Part of a data file:
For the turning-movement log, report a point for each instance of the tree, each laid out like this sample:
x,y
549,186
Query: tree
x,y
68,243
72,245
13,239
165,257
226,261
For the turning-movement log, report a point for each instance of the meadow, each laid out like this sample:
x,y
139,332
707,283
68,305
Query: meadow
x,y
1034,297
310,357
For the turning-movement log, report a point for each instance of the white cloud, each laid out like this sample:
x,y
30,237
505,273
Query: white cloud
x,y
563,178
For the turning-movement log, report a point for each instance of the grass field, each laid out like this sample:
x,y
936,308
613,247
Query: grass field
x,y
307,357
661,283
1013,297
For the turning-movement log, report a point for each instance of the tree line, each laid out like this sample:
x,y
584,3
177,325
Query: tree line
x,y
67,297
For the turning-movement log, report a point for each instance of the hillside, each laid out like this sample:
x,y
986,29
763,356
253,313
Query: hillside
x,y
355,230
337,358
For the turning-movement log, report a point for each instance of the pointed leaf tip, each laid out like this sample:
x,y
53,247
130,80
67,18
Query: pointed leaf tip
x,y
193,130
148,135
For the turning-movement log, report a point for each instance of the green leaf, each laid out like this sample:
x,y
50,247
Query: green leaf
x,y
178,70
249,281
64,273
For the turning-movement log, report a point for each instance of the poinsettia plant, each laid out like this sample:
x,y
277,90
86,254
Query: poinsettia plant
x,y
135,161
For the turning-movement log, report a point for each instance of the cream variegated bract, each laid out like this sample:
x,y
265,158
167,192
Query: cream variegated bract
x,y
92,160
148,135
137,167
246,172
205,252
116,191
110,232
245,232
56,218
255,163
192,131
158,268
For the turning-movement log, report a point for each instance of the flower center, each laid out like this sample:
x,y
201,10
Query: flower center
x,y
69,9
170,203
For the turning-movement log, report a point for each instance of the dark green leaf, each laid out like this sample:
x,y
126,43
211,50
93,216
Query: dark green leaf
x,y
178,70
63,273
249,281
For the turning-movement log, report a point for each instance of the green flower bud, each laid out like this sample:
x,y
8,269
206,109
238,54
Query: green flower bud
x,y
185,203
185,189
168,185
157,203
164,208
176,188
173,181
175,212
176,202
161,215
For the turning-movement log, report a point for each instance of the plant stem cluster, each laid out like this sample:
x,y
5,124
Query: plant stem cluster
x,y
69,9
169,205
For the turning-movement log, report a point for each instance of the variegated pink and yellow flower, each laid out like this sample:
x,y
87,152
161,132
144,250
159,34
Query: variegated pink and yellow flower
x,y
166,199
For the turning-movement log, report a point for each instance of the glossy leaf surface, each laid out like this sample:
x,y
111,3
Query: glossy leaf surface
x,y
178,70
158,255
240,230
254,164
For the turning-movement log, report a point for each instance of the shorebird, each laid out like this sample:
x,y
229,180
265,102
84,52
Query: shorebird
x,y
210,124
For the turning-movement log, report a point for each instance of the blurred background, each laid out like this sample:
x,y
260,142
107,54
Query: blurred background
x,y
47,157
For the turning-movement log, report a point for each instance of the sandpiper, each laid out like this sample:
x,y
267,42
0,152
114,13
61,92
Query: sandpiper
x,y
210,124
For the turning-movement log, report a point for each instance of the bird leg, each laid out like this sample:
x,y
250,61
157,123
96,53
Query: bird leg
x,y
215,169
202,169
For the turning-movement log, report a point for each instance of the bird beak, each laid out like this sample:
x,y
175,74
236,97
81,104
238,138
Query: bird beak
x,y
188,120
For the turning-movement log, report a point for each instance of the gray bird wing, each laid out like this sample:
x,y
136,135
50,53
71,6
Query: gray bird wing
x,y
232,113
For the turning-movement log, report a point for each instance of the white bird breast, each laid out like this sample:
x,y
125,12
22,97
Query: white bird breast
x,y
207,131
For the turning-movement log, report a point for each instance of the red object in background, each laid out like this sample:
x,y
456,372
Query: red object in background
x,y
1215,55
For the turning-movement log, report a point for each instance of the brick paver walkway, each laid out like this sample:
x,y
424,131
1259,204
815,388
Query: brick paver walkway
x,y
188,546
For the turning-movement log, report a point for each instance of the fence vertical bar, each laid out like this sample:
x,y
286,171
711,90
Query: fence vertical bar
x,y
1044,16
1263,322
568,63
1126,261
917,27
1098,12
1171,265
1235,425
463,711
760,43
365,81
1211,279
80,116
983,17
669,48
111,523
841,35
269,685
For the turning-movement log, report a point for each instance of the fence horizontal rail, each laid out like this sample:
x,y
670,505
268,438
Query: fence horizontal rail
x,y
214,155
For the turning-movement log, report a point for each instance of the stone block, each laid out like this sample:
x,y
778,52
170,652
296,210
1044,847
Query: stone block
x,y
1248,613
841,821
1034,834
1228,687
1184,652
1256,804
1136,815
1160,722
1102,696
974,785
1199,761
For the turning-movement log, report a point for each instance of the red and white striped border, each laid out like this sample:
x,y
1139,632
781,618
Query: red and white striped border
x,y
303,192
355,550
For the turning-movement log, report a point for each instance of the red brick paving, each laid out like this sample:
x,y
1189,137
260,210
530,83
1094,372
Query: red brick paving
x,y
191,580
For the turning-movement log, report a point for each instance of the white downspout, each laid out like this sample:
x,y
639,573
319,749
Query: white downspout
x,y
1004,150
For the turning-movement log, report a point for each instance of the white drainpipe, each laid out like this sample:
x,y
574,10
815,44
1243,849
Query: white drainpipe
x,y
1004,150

→ **Problem to solve**
Write out all of the items above again, replacing "turning-movement log" with "tally sheet" wherever it occurs and leaving everything else the same.

→ **Answer to the task**
For the tally sheet, report a point for each instance of the tree, each laid out like this sample:
x,y
549,186
Query: tree
x,y
68,243
72,245
13,239
165,257
226,261
For the tally sheet, report a point for each instance of the meadow, each laid out like this sample:
x,y
139,332
707,283
68,305
Query: meadow
x,y
1034,297
310,357
For the tally sheet, report a point for each instance of the white cloud, each laid out like this sample:
x,y
30,237
505,273
Query: white cloud
x,y
563,178
For the tally sheet, report a point for each instance of the grass field, each laid out like this sample:
x,y
936,308
613,247
Query: grass field
x,y
307,357
661,283
1013,297
For the tally sheet, report a point for each instance of the tree line, each laid out like this sample:
x,y
584,3
177,325
Query: tree line
x,y
67,297
For the tally sheet, report a point for each instance of the hillside, each laid out like this sample:
x,y
986,29
763,356
253,313
Query: hillside
x,y
355,230
337,358
For the tally sheet, report a point for each instance of the pointed leaf tip, each laid out like this sample:
x,y
53,247
130,80
67,18
Query: pointed leaf tip
x,y
193,130
148,135
For the tally sheet, report a point for each instance of the green leaf, each laid out like this sample:
x,y
50,247
Query: green leaf
x,y
178,70
249,281
64,273
For the tally sheet, report a point for each instance of the poinsettia plant, each laid out like this sample:
x,y
277,90
86,254
Query: poinsettia plant
x,y
135,161
For the tally sheet, report a point for each instance of the cream variegated bract, each laid out like this sample:
x,y
265,158
167,192
Query: cream variegated bract
x,y
92,160
148,135
137,167
246,172
205,252
116,191
110,232
245,232
56,218
255,163
192,131
158,268
For the tally sheet, report a point for each instance of the flower center, each laid out like this sample:
x,y
201,10
Query: flower center
x,y
69,9
170,203
For the tally sheet, report a point for each instance of the dark green leaf, each laid out like this sample:
x,y
126,43
211,50
93,216
Query: dark green leaf
x,y
178,70
63,273
249,281
For the tally sheet, report a point for each instance of the green flower bud, each laid out like this sample:
x,y
8,269
206,109
238,54
Query: green flower bud
x,y
185,203
185,189
168,185
157,203
164,208
176,188
173,181
175,212
176,202
161,215
For the tally sheet, report a point for each instance of the plant stem cluster, each laid out like this sample:
x,y
5,124
Query: plant stem cluster
x,y
69,9
169,205
For the tally sheet, report a point for each instance of the variegated pink and yellow flower, each laid out like this sample:
x,y
87,152
161,132
144,250
159,34
Query: variegated pink and yellow flower
x,y
166,199
For the tally sheet, report a point for each instance of the glossy leaf surface, each laid out like this sample:
x,y
111,3
Query: glossy leaf surface
x,y
178,70
158,255
240,230
254,164
For the tally sheet, report a point for each instance of the shorebird, each laid out like this sample:
x,y
229,180
265,102
84,52
Query: shorebird
x,y
210,124
For the tally sheet, report a point for each instance of the blurred background, each laid out like this sample:
x,y
260,142
107,54
Query: blurred background
x,y
47,157
For the tally sheet, report a point for each instance of the sandpiper, each laid out like this sample:
x,y
267,42
0,152
114,13
61,92
Query: sandpiper
x,y
210,124
For the tally sheet, report a point for each instance of the bird leg, each laid out like this sample:
x,y
250,61
157,123
96,53
Query: bird leg
x,y
215,169
202,169
For the tally sheet, report a point for each instance of the bird beak, each laid out like this sample:
x,y
175,74
236,97
81,104
238,138
Query: bird beak
x,y
188,120
For the tally sheet, report a point for each instance of the gray bird wing, each laid out like this sample:
x,y
136,135
50,53
71,6
Query: gray bird wing
x,y
232,113
For the tally sheet, report a point for each instance of the white bird breast, each laid out like this sample:
x,y
125,12
22,97
Query: white bird breast
x,y
207,131
For the tally sheet, report a point for each instance of the red object in background, each laid out like this sample:
x,y
456,372
Query: red object in background
x,y
1215,55
For the tally sheet, report a point for each instance of the brick paver walkway, each laid out like this sample:
x,y
424,131
1259,204
815,388
Query: brick paver walkway
x,y
188,546
For the tally sheet, report a point for each instance of the fence vertical bar, each laid out like this sample:
x,y
286,171
711,90
Query: fence vertical bar
x,y
1044,16
1263,322
568,63
1126,261
917,27
1098,12
1171,265
1235,425
463,711
760,43
365,81
1211,279
80,116
983,17
669,48
111,523
841,35
269,685
For the tally sheet, report a point for each instance of the fence horizontal rail, each laid out like this sample:
x,y
670,505
268,438
Query: fence horizontal rail
x,y
214,155
For the tally sheet, report a point for each instance of the stone block, each laid out like this sample:
x,y
778,52
170,652
296,210
1044,847
Query: stone block
x,y
1248,613
841,821
1034,834
1228,687
1184,652
1256,804
1136,815
1160,722
1102,696
974,785
1199,761
For the tally sheet, report a point for each instance of the red and white striped border, each laid out like this sample:
x,y
1139,632
781,618
Query: red and white striped border
x,y
303,192
355,550
For the tally sheet, report a point for each instance of the red brick paving, each laid out like this sample:
x,y
1189,137
260,210
530,83
1094,372
Query: red brick paving
x,y
191,580
For the tally sheet, report a point for each instance of the white downspout, each laid out like this sample:
x,y
639,573
319,749
Query: white downspout
x,y
1004,150
For the tally sheet, report a point for each instance of the white drainpipe, each laid out like this sample:
x,y
574,10
815,44
1243,849
Query: white drainpipe
x,y
1004,150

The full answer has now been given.